Task material:
:::::

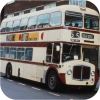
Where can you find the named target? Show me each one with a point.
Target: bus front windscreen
(71, 52)
(73, 19)
(91, 22)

:::::

Work instructions:
Lay out every line of the records above as a numbered list, omitting blank lines and leaving out the pictures.

The completed task:
1. Where can you find the named target? Show me each one with a point.
2. Target: bus front windscreen
3. (71, 52)
4. (73, 19)
5. (91, 22)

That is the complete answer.